**** DOCUMENT TEXT ****
# Chorus vs. Record 11 Shifters



## fallzboater (Feb 16, 2003)

I'm looking at the parts guide, and it appears that the only difference in part numbers between Chorus and Record 11 shifters is the brake lever, itself. Buying Chorus seems to be a no-brainer.

If I'm ordering a new "lever set" from any of the UK retailers, I should expect them to come with brake and shift cables and housings, right? Anyone checked to see who's cheapest, with shipping to the US, lately? (edit: It looks like they're all within about $10, with Wiggle being the cheapest, with free shipping)


----------



## natep (Jan 27, 2007)

I have been thinking that going for Chorus 11 shifters was a no-brainer as well after poring over the parts guide and checking part numbers etc. But if you read all the copy under the description heading on the Chorus Ultrashift Controls product page, on the Campagnolo web site (be sure to click more+ to get all the copy), they refer to the use of "polymer bushings and a new internal mechanism" while further down the page under the technical specifications heading, they also refer to "ball bearings" as well.
It's all quite confusing to me and a little disheartening as I just bought a set of Chorus 11 shifters under the assumption that ball bearings were used in the internal mechanism. And I don't really care to disassemble them to confirm the use of bearings for sure.

- Nate


----------



## veloci1 (Nov 29, 2005)

I wouldd not worry about a thing if i were you. i have Chorus on one bike and Record on the other. i cannot tel the difference in performance. actually, i do not think there is any. maybe wear and tear is the only factor, but, you can rebuild Campy any time. the only Super Record part i have on both of my bikes is the rear Der. i believe that with the amount of use the rear der goes through, that was worth upgrading.


----------



## C-40 (Feb 4, 2004)

*the way to tell..*

Campy literature is of no help. You can find writings that claim that all level of shifters have ball bearings, but they do not. One poster said his Athena levers had ball bearings, but it was not clear that he really knew how to identify the bearings.

It is not necessary to disassemble the lever. If you look carefully at the thin metal bracket that goes over the main pivot shaft and connects to the finger shift lever, you can see a bit of the front ball bearing. All you will be able to see is a very thin line of the steel outer bearing race, right where the bracket rests against the ergo body. You'll probably need to scrap the white grease off with a toothpick to get that glimpse of a bearing. Don;t confuse the side of the metal bracket with the bearing race. The bearing race should shine, compared to the dull silver plating on the finger lever bracket.

The Centaur shifters that I have use a grey plastic bushing that is hex-shaped and you can see nothing of it without disassembling the levers.


----------



## thosj (Mar 24, 2010)

So.........the answer is?

All Chorus 11 levers have bushings?

All Chorus 11 levers have ball bearings?

Some Chorus 11 levers have ball bearings and some have bushings, depending on manufacturing date, and we'll know by looking?


----------



## fallzboater (Feb 16, 2003)

or, it makes no difference, since the bushings work just as well?


----------



## thosj (Mar 24, 2010)

fallzboater said:


> or, it makes no difference, since the bushings work just as well?
**** DATA TO PROCESS ****
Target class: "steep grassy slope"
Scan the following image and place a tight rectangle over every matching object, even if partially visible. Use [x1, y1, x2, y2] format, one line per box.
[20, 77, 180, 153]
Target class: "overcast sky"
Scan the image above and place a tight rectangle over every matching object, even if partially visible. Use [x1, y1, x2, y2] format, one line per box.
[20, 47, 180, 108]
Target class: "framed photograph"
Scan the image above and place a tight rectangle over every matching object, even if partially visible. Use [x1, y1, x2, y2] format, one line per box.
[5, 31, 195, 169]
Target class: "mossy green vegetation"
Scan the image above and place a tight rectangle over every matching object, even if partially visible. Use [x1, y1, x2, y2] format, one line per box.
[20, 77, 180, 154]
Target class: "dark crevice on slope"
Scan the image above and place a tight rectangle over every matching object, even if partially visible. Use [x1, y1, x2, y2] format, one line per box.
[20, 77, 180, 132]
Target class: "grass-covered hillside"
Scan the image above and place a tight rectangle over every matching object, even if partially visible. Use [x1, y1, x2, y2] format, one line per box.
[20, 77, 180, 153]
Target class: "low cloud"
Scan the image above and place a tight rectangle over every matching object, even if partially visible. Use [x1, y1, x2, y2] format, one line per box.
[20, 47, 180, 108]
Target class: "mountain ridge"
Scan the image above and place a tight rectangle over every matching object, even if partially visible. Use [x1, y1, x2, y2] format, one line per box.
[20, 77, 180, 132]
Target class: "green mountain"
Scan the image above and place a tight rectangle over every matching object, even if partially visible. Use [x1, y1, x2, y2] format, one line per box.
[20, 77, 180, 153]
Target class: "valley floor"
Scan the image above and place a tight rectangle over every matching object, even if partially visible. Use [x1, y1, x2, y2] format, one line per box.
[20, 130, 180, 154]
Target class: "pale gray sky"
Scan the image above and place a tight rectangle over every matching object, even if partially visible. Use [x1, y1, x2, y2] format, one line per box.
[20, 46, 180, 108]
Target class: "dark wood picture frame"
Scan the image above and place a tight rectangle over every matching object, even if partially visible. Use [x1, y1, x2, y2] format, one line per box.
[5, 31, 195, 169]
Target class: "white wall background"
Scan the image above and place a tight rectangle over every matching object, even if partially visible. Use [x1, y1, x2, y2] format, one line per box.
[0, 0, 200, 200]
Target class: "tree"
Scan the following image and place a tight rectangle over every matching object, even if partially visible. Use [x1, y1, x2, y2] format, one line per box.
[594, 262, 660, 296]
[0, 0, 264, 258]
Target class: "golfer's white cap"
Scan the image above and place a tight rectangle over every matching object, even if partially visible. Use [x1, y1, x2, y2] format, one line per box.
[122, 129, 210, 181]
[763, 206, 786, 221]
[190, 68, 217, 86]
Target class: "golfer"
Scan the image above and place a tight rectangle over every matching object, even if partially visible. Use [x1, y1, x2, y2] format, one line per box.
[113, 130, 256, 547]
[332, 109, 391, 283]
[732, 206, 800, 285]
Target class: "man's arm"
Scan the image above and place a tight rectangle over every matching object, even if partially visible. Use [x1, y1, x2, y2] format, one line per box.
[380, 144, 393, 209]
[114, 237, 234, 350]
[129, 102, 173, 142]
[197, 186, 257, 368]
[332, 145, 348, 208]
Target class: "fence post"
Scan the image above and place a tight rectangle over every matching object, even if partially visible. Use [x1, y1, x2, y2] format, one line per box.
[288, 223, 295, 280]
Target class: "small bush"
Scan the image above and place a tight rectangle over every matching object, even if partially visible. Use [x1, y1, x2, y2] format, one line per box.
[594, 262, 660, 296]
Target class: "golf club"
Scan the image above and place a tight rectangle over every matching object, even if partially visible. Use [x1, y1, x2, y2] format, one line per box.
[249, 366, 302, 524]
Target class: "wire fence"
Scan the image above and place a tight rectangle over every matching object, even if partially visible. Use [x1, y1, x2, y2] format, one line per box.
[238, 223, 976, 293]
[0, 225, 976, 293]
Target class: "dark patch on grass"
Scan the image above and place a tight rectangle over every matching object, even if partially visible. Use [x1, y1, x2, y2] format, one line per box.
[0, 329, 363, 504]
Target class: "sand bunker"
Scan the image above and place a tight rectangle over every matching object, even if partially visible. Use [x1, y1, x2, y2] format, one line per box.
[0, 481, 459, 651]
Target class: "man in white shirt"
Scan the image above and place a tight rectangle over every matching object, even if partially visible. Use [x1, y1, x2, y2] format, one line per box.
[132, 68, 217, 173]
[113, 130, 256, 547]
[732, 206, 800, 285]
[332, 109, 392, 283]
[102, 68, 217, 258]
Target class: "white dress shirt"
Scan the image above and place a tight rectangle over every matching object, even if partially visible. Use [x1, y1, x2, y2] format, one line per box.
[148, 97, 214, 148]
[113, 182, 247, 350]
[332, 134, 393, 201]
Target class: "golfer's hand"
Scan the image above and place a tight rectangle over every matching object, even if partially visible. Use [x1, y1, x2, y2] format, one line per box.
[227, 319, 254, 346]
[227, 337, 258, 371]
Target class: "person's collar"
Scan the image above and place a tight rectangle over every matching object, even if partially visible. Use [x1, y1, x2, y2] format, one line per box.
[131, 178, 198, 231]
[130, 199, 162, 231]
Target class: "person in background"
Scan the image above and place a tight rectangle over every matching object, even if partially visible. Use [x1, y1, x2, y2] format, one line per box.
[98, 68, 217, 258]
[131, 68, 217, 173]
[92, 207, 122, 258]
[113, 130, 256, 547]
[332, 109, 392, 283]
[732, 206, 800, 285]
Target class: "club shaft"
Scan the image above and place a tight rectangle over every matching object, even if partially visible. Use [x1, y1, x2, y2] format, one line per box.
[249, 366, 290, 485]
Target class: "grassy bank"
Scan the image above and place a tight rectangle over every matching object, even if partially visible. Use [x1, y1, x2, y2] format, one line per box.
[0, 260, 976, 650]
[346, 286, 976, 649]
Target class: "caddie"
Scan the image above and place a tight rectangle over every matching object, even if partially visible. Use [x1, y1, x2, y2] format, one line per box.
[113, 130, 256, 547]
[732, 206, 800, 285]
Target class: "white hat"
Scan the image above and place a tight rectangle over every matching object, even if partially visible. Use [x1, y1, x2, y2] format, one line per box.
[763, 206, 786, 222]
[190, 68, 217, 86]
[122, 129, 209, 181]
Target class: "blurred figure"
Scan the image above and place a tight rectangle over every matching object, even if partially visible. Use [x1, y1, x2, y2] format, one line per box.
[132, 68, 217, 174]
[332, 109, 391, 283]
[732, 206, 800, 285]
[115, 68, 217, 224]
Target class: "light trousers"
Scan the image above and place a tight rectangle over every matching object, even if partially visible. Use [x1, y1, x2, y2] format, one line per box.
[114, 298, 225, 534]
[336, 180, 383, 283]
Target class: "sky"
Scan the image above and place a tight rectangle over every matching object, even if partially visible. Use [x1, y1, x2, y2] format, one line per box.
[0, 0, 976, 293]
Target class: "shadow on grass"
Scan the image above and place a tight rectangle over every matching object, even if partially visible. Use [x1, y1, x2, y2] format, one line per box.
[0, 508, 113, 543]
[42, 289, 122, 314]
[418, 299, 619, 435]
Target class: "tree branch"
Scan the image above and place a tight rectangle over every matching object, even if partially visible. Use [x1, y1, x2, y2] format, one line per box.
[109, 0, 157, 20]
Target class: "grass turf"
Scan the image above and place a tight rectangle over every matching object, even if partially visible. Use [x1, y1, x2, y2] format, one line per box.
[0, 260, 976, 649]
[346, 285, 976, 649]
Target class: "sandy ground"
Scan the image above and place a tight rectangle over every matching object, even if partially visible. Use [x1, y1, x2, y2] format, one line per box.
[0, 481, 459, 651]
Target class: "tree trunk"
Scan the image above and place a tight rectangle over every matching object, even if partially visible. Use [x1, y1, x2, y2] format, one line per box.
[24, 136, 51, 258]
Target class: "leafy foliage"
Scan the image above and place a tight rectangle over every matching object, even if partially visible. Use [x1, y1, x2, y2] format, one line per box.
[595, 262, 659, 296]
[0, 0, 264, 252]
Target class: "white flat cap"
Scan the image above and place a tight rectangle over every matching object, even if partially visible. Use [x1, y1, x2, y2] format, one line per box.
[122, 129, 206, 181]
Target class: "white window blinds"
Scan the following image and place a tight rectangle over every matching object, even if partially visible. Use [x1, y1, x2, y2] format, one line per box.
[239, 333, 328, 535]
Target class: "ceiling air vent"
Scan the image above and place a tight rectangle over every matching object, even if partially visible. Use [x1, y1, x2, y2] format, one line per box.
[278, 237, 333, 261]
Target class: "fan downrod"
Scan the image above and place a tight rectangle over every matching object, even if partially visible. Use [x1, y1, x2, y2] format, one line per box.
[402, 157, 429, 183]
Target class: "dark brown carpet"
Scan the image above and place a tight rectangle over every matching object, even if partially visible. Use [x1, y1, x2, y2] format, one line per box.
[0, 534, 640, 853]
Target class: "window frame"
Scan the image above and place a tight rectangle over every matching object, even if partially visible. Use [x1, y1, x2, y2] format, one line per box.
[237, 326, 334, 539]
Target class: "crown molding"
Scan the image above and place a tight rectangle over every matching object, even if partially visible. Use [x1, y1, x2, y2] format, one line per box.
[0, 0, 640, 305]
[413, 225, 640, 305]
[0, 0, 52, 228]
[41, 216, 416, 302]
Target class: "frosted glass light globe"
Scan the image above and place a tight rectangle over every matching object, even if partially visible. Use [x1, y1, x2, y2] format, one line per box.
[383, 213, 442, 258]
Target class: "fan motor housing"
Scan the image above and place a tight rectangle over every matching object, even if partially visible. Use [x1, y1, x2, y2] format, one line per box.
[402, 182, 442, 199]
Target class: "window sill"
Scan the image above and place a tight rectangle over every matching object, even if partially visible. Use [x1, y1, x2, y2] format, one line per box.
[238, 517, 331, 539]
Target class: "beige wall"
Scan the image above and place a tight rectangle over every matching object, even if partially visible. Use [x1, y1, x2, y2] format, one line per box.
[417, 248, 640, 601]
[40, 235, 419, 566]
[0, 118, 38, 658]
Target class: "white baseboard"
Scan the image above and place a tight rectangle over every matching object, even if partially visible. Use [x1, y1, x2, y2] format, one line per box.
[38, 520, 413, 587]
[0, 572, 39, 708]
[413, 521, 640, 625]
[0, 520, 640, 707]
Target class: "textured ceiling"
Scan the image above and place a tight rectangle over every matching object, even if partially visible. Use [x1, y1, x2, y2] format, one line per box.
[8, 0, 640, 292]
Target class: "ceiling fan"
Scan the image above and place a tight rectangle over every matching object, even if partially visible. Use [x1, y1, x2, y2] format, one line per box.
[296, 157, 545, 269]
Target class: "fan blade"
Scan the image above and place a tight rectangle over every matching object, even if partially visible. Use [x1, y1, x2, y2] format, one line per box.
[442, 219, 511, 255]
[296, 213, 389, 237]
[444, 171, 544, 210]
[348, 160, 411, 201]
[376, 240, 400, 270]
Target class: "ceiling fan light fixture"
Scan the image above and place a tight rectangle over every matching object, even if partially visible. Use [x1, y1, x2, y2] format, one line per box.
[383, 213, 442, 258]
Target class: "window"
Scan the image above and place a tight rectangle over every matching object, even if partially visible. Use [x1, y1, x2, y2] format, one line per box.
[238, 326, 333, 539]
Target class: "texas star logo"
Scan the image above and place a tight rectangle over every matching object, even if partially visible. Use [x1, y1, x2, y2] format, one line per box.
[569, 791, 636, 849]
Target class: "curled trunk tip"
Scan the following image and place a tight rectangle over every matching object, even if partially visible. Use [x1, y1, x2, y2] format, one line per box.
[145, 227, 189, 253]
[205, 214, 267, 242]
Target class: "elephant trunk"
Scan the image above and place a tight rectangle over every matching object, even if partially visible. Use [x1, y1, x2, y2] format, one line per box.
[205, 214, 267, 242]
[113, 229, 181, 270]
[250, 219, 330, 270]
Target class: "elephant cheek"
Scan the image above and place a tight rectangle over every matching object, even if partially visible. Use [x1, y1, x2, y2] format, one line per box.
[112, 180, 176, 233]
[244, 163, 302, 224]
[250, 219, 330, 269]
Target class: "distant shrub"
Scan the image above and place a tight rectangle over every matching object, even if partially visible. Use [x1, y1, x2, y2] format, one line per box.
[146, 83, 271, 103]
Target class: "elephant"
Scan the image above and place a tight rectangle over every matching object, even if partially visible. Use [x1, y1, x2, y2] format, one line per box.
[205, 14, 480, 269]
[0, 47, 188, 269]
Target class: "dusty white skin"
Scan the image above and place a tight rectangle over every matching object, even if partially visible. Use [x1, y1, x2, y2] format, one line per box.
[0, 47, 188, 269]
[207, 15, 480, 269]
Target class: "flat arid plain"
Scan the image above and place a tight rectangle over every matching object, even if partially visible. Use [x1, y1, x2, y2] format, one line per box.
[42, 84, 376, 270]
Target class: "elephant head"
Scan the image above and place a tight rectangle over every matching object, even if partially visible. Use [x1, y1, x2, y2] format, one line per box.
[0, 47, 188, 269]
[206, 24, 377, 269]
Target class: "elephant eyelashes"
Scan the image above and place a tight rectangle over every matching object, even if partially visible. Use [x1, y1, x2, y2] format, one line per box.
****
REQUESTS:
**1)** List each distinct username that appears as a post header in the forum thread, in order of first appearance.
**2)** Report every line of the rows that contains the string "green", treating uppercase and lowercase as different.
The rows have no connection to the forum thread.

ANSWERS:
**1)** fallzboater, natep, veloci1, C-40, thosj

**2)**
Target class: "mossy green vegetation"
Target class: "green mountain"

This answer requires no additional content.